David est roi d'Israël. Son autorité est désormais reconnue... mais ça n'a pas été simple pour en arriver là. D'une manière générale, l'établissement de la royauté en Israël a été assez chaotique.

Après la période des juges, où « chacun faisait ce qui lui semblait bon », le peuple a voulu un roi. Le Seigneur, lui, n'était pas très chaud. C'est lui qui devait être leur roi. Mais la théocratie, c'est une utopie ici-bas. Le cœur de l'homme étant ce qu'il est, ça ne peut pas fonctionner. Alors Israël aura un roi... Mais la première expérience n'est pas vraiment concluante : Saül sera finalement destitué par Dieu. David lui succédera, d'abord en secret, puis sa royauté s'affermira. 

Au moment de notre texte, David est à l'apogée de son règne... et il est pris de scrupules ! En effet, il s'est bâti un palais, une belle maison, et Dieu, lui, n'a rien d'autre qu'une tente.

☆ ☆ ☆

**CONSIGNE A**: Recopiez mot pour mot le passage du texte sur le roi David qui commence par les mots contenant « David est roi » et se termine par « été assez chaotique. ».

**DONNÉES DE L'EXERCICE**:
☆ ☆ ☆

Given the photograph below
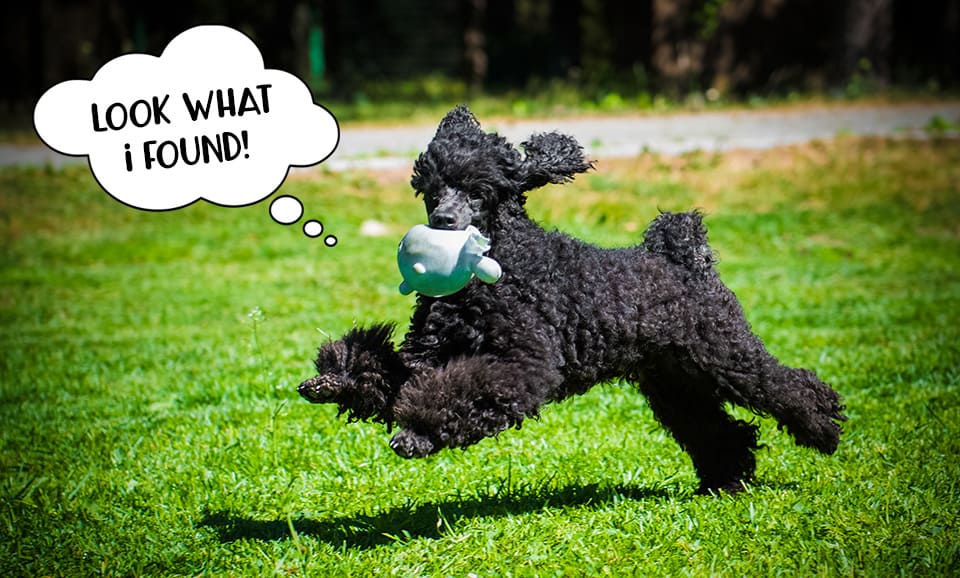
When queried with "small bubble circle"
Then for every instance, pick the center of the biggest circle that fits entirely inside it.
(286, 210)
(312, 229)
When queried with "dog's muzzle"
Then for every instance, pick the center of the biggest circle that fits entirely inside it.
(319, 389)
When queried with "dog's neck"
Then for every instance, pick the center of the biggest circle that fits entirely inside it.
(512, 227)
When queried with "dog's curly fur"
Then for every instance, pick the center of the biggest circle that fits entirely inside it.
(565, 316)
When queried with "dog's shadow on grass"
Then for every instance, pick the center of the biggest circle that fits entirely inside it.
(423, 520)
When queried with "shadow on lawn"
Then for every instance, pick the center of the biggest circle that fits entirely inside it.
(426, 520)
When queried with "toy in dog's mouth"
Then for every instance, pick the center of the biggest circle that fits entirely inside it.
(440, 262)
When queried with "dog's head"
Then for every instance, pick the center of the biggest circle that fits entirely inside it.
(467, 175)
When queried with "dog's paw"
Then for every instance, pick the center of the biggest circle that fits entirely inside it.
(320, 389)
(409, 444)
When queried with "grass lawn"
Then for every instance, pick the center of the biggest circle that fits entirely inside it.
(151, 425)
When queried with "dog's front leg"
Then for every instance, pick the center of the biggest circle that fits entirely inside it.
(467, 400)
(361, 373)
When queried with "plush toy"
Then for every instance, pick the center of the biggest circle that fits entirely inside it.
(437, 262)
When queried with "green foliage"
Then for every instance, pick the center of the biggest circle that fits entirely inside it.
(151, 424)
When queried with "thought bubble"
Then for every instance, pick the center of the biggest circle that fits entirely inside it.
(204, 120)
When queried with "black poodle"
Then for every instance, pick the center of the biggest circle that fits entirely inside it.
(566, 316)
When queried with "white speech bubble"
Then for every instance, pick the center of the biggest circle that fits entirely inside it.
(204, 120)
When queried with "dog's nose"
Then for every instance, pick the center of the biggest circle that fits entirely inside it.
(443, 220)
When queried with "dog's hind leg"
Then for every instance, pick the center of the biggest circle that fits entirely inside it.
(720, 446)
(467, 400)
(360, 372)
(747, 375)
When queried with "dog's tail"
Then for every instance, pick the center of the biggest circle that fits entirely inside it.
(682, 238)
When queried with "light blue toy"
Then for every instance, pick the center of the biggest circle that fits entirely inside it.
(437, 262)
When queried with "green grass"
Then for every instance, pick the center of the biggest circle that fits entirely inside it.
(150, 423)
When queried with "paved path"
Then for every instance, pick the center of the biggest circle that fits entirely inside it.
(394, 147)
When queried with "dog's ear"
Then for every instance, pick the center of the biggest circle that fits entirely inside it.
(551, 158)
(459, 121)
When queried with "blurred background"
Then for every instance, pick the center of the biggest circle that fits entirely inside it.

☆ ☆ ☆

**CONSIGNE B**: Déterminez combien de lignes des enregistrements contiennent la chaîne « lawn ». Donnez uniquement ce nombre.

**RÉPONSE A**:
David est roi d'Israël. Son autorité est désormais reconnue... mais ça n'a pas été simple pour en arriver là. D'une manière générale, l'établissement de la royauté en Israël a été assez chaotique.

**RÉPONSE B**: 2